- _Request_: Rewrite the entries starting at the line containing "Inspection task — the white cloud" and ending at the line containing "[[214, 247, 227, 281]]", with "close out the ticket" changed to "resolve the ticket" and nothing else altered.

- _Given records_:
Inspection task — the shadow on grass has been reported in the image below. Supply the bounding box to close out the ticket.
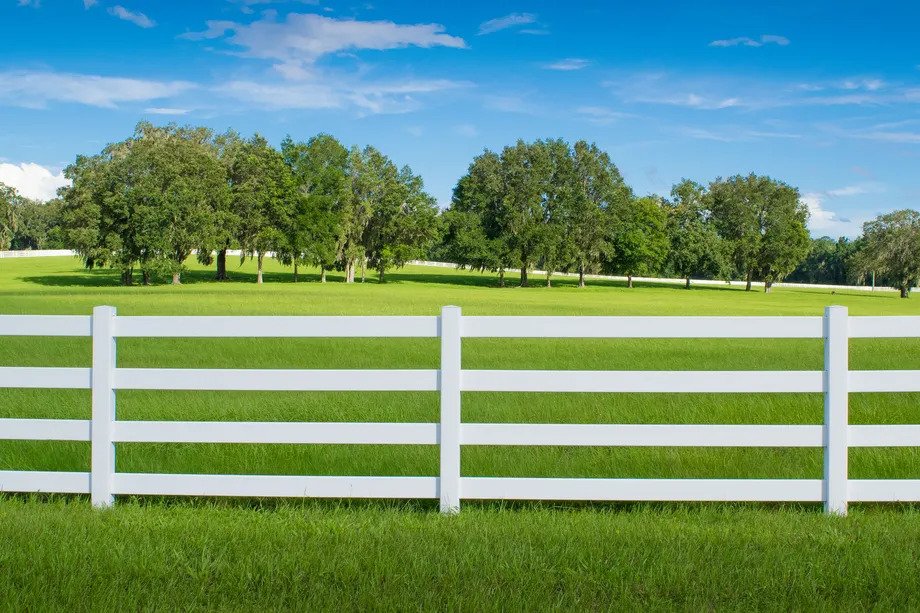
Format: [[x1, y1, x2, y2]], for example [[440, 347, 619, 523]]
[[19, 267, 784, 298], [0, 493, 840, 515]]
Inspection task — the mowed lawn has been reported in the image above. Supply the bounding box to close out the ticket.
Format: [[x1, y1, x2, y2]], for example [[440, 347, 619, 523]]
[[0, 258, 920, 610]]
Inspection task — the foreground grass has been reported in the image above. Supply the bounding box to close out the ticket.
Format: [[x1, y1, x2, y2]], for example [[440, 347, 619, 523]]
[[0, 497, 920, 611], [0, 498, 920, 611], [0, 258, 920, 478]]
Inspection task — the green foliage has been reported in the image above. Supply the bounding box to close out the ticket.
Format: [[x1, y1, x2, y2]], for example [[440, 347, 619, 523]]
[[787, 236, 861, 285], [10, 198, 66, 249], [281, 134, 348, 280], [444, 140, 631, 285], [0, 183, 21, 250], [667, 179, 728, 287], [709, 174, 809, 291], [608, 196, 668, 287], [854, 209, 920, 298]]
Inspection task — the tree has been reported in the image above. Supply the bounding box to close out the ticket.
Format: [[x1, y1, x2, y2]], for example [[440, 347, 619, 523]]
[[855, 209, 920, 298], [60, 145, 140, 285], [124, 123, 227, 284], [499, 140, 551, 287], [0, 183, 20, 250], [336, 147, 378, 283], [365, 166, 440, 282], [709, 174, 808, 291], [531, 139, 579, 287], [667, 179, 726, 289], [228, 134, 295, 285], [566, 141, 632, 287], [281, 134, 348, 282], [9, 196, 65, 249], [608, 196, 668, 287], [444, 150, 514, 287]]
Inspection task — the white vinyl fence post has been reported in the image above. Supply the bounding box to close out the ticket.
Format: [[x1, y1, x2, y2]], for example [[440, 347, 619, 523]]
[[90, 306, 115, 507], [438, 306, 461, 513], [824, 306, 849, 515]]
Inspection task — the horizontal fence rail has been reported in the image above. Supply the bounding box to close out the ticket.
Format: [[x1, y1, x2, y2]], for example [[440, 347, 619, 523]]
[[0, 307, 920, 514]]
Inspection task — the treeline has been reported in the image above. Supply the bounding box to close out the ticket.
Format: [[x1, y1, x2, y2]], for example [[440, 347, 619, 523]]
[[439, 140, 809, 290], [0, 123, 920, 296], [36, 123, 440, 285]]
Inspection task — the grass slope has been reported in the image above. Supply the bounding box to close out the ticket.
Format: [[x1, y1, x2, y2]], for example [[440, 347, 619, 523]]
[[0, 258, 920, 609]]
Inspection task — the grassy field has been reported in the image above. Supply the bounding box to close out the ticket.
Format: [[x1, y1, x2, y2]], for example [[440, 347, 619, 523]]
[[0, 258, 920, 610]]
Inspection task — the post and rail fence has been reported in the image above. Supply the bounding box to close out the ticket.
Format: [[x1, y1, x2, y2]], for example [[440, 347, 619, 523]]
[[0, 306, 920, 514]]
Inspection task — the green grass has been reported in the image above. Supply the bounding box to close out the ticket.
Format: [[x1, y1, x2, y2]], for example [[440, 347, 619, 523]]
[[0, 258, 920, 610]]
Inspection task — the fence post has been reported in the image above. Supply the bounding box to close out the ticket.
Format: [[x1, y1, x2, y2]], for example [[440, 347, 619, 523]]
[[824, 306, 849, 515], [438, 306, 461, 513], [90, 306, 115, 507]]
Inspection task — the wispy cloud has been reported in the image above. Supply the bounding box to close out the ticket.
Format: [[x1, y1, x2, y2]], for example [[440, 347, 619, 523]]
[[0, 162, 70, 201], [575, 106, 633, 126], [543, 57, 591, 71], [144, 106, 191, 115], [709, 34, 789, 47], [0, 71, 195, 108], [604, 72, 920, 110], [214, 78, 469, 115], [454, 123, 479, 138], [479, 13, 542, 36], [109, 4, 157, 28], [801, 192, 862, 236], [182, 13, 466, 76]]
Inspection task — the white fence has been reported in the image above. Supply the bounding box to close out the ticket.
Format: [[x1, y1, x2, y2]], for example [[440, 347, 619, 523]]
[[0, 306, 920, 514]]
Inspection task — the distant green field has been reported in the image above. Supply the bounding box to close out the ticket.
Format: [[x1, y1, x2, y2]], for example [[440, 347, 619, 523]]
[[0, 258, 920, 609]]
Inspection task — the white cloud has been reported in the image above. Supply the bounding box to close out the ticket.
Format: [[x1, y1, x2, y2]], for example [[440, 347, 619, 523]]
[[0, 162, 70, 201], [0, 71, 195, 108], [479, 13, 542, 36], [575, 106, 631, 126], [604, 72, 920, 110], [109, 4, 157, 28], [709, 34, 789, 47], [801, 192, 862, 237], [827, 185, 872, 197], [543, 57, 591, 71], [183, 13, 466, 73], [144, 106, 191, 115], [215, 79, 468, 114]]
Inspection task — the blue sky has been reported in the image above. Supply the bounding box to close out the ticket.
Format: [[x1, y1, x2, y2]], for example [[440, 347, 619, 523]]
[[0, 0, 920, 236]]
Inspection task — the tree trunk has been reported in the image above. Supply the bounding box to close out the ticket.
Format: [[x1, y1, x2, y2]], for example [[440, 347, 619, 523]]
[[214, 247, 227, 281]]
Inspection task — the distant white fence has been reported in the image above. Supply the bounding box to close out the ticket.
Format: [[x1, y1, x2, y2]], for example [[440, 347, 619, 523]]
[[0, 306, 920, 514], [409, 260, 904, 292], [0, 249, 904, 292]]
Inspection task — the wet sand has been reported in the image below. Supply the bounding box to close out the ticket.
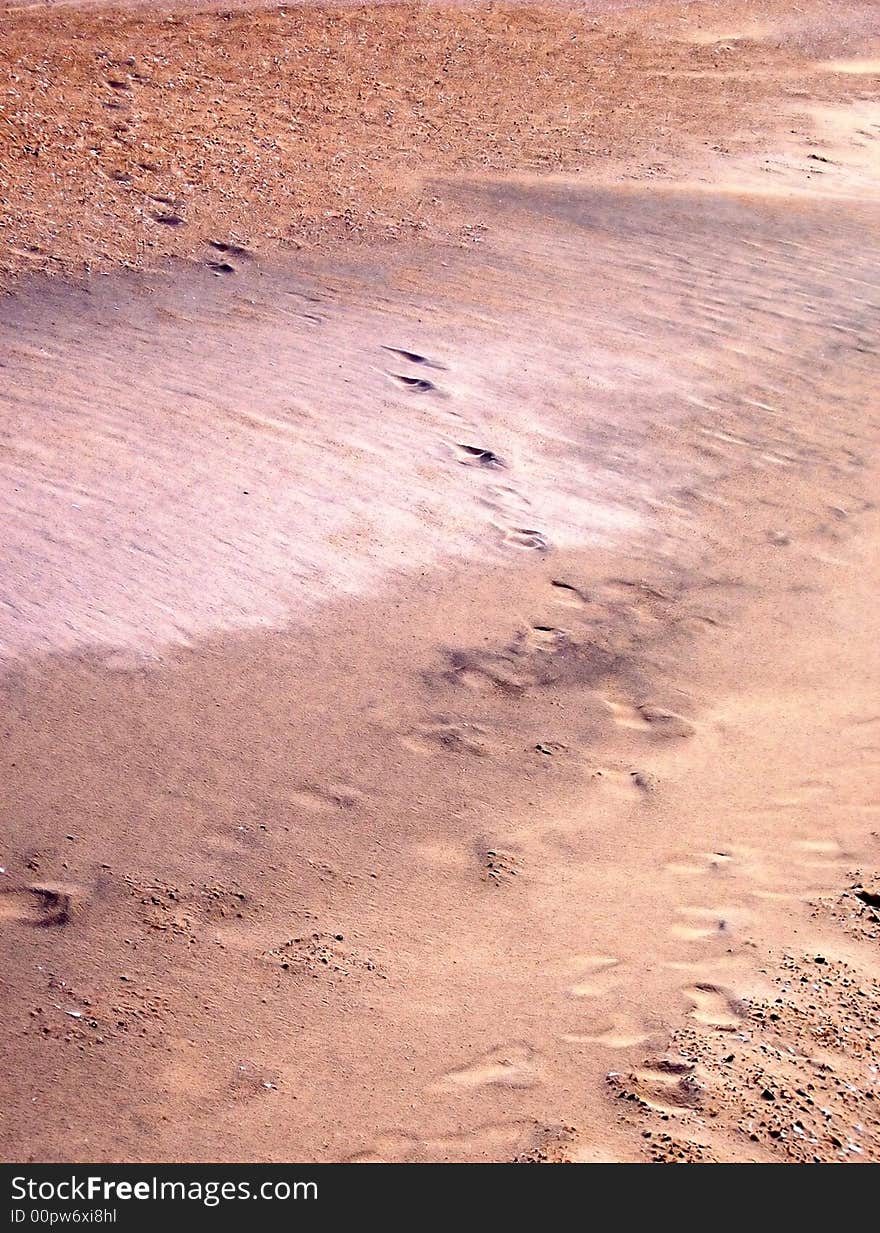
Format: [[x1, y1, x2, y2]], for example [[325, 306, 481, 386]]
[[0, 5, 880, 1161]]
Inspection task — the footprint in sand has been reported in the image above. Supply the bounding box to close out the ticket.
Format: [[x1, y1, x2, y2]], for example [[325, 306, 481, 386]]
[[346, 1122, 525, 1164], [291, 784, 364, 813], [605, 1058, 703, 1115], [434, 1044, 540, 1090], [601, 698, 694, 739], [569, 954, 620, 997], [0, 883, 80, 928], [499, 526, 550, 552], [401, 718, 489, 757], [669, 906, 749, 942], [550, 578, 589, 608], [590, 767, 657, 801], [663, 848, 737, 878], [684, 984, 742, 1032], [560, 1015, 654, 1049]]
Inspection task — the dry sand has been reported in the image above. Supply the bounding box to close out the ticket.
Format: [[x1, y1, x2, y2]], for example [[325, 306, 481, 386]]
[[0, 2, 880, 1161]]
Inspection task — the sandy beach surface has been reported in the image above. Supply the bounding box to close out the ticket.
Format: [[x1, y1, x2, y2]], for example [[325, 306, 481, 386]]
[[0, 0, 880, 1163]]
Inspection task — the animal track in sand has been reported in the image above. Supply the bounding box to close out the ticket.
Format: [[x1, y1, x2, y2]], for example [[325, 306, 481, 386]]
[[663, 851, 737, 878], [550, 578, 589, 608], [291, 784, 364, 813], [477, 841, 523, 887], [499, 526, 550, 552], [560, 1015, 654, 1049], [0, 883, 80, 928], [388, 372, 436, 393], [669, 906, 749, 942], [401, 719, 489, 757], [590, 767, 657, 801], [208, 239, 253, 256], [348, 1122, 525, 1164], [569, 954, 620, 997], [601, 698, 694, 739], [605, 1058, 703, 1113], [455, 441, 507, 470], [434, 1044, 540, 1089], [382, 343, 445, 369], [684, 984, 743, 1032]]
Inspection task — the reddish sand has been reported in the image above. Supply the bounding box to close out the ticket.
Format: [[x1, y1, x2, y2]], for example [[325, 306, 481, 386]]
[[0, 2, 880, 1161]]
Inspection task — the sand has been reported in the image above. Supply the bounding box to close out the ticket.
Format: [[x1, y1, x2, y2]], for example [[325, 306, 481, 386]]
[[0, 2, 880, 1161]]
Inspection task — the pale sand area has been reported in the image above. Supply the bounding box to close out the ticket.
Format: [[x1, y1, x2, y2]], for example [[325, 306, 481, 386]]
[[0, 0, 880, 1160]]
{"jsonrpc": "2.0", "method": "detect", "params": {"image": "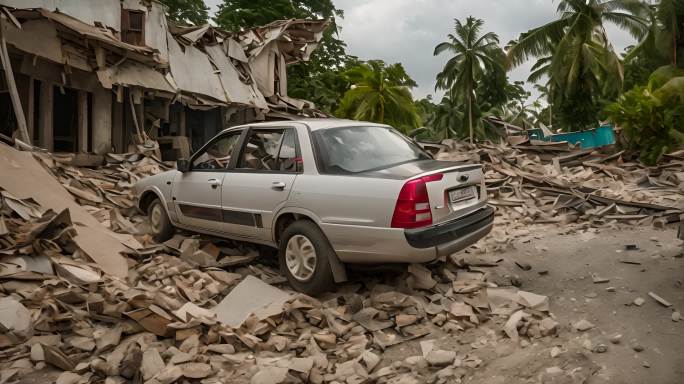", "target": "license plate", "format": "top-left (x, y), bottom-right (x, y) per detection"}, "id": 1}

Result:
top-left (449, 186), bottom-right (477, 204)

- _Written reply_:
Inspection task — the white cloud has been reported in the image above. Supply the bounding box to resolve the ticket.
Format: [[x1, y1, x2, y2]], for example [[440, 347, 619, 523]]
[[0, 162, 70, 201], [0, 71, 195, 108], [479, 13, 542, 36], [575, 106, 631, 126], [604, 72, 920, 110], [109, 4, 157, 28], [709, 34, 789, 47], [801, 192, 862, 237], [827, 185, 872, 197], [543, 57, 591, 71], [183, 13, 466, 73], [144, 106, 191, 115], [215, 79, 468, 114]]
Inspection task — the blue sky has been reported in the image above. Supply the bounding box to resolve the ticket.
Format: [[x1, y1, x2, y2]], for example [[440, 347, 619, 523]]
[[0, 0, 920, 236]]
Inspection task — the tree trunk has been reported in the image above. Supply the bounding box to resolve the ticket.
Format: [[x1, y1, x2, y2]], for example [[440, 347, 619, 523]]
[[214, 247, 227, 281]]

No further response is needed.